# EXERCISE PROMPT:
Revise the data from the line containing "Target: man's short black hair" through the end of the data, swapping "Kindly provide" for "Please give" and keeping everything else the same. Give back only those lines.

Begin INPUT

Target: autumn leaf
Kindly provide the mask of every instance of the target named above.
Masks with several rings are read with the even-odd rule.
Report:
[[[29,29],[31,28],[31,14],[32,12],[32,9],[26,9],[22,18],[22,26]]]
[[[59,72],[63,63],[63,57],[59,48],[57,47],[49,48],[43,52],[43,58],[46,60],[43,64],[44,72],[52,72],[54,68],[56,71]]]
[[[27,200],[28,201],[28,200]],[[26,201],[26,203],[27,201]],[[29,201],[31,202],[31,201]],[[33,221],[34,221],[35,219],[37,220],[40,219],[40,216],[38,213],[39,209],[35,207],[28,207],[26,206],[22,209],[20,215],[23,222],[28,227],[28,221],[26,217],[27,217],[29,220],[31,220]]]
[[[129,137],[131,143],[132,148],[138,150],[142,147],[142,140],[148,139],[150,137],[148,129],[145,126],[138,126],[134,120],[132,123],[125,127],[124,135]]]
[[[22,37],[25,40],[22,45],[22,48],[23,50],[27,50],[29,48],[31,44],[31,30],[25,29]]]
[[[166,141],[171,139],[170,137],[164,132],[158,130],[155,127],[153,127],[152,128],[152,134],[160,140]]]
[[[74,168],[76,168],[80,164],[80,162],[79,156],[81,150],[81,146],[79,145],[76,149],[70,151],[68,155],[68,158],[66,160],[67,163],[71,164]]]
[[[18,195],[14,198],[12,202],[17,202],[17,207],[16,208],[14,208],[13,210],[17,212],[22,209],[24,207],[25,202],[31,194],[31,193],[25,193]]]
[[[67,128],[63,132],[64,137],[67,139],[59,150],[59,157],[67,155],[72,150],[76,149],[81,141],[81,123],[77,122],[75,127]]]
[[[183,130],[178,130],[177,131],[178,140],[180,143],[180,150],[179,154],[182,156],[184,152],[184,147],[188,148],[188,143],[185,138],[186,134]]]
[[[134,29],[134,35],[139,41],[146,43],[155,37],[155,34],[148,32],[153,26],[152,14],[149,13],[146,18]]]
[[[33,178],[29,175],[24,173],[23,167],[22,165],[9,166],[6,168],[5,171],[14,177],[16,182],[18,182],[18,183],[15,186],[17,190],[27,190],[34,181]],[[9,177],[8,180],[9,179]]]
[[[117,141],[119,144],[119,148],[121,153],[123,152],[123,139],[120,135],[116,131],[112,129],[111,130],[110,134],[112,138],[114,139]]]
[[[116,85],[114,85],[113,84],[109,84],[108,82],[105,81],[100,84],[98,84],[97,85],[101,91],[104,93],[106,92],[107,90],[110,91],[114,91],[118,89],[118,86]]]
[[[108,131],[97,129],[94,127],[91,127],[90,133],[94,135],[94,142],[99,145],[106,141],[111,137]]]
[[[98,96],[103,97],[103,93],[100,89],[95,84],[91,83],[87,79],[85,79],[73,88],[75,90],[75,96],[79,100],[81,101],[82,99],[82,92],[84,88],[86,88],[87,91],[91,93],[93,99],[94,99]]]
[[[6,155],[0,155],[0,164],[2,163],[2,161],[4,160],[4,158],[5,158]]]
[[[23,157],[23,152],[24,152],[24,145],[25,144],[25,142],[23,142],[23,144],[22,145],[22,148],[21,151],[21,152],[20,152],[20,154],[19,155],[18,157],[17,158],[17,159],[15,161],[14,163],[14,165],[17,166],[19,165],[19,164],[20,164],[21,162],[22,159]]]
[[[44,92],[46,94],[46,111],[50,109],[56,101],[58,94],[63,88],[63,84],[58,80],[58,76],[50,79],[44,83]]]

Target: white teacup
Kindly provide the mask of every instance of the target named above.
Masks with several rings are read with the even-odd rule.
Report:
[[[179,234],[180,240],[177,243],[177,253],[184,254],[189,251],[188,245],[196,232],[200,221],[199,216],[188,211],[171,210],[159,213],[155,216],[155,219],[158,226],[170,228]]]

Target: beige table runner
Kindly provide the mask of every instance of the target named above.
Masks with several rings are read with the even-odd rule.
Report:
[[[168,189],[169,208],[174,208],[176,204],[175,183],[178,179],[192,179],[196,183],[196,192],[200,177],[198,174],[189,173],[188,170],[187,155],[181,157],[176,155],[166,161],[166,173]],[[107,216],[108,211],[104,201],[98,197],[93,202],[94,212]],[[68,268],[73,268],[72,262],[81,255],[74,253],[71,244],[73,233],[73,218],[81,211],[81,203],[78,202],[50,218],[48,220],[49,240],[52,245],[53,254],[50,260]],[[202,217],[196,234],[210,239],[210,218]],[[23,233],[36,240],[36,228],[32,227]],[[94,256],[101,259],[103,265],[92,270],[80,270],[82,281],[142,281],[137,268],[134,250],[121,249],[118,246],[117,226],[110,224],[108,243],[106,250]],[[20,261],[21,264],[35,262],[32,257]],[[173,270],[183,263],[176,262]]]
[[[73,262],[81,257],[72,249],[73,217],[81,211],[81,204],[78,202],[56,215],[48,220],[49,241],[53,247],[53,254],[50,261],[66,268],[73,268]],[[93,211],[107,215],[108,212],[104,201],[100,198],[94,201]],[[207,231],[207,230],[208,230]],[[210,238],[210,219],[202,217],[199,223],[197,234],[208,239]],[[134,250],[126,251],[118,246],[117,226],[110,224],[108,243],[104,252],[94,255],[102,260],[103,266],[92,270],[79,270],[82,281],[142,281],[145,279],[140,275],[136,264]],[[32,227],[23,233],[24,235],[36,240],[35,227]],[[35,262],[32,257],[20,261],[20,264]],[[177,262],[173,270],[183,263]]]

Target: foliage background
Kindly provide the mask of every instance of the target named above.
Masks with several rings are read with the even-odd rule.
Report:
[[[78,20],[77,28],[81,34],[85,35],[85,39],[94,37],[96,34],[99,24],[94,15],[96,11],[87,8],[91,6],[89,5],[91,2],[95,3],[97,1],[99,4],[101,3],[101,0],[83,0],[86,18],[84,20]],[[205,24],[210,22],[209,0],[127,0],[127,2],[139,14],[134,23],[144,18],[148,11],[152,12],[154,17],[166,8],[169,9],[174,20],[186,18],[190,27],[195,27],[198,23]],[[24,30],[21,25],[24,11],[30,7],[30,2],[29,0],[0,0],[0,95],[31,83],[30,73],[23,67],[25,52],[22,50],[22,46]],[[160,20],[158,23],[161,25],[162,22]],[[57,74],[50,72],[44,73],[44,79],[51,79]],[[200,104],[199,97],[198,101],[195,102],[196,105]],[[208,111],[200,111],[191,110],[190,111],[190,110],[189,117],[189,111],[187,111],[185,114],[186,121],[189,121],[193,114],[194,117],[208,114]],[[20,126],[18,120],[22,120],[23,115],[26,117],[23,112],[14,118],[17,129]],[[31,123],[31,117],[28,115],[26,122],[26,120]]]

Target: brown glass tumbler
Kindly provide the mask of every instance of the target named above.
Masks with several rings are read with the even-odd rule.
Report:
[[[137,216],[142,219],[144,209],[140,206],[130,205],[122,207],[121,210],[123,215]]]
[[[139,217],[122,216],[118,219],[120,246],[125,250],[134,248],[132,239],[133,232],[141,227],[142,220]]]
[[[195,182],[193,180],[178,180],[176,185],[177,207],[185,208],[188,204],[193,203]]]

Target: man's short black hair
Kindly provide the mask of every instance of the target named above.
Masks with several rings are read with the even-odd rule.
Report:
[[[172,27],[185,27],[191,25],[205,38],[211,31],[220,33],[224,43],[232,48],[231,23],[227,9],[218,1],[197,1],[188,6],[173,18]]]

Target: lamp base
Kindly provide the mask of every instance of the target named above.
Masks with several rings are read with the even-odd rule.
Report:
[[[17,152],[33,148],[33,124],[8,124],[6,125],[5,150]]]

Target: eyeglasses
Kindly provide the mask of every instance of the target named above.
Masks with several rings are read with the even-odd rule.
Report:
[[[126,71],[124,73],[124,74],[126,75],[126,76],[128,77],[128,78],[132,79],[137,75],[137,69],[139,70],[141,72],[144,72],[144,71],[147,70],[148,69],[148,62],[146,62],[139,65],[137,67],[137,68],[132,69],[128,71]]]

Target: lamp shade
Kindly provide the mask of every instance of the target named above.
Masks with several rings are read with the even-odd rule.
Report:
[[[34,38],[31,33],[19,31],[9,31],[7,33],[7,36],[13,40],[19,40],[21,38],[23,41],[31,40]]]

End INPUT

# EXERCISE OUTPUT:
Target: man's short black hair
Please give the mask of every instance of the target named above.
Masks with several rings are read with the even-odd rule.
Report:
[[[172,27],[185,27],[191,25],[205,38],[211,31],[220,33],[224,43],[232,48],[231,23],[227,9],[218,1],[197,1],[188,6],[173,18]]]

Target: lamp base
Please give the mask of every instance of the target named above.
Masks with several rings are read with the even-odd rule.
Report:
[[[17,152],[33,148],[33,124],[8,124],[6,125],[5,150]]]

Target: eyeglasses
Please give the mask of every instance of the target named above.
Masks with several rings are read with the even-odd rule.
Report:
[[[126,71],[124,73],[124,74],[126,75],[126,76],[128,77],[128,78],[132,79],[137,75],[137,69],[139,70],[141,72],[144,72],[144,71],[147,70],[148,69],[148,62],[146,62],[139,65],[137,67],[137,68],[132,69],[128,71]]]

Target: lamp shade
Please give the mask of every instance of the target named above.
Masks with several rings are read with the even-odd rule.
Report:
[[[34,38],[31,33],[19,31],[9,31],[7,33],[7,36],[13,40],[19,40],[21,38],[23,41],[31,40]]]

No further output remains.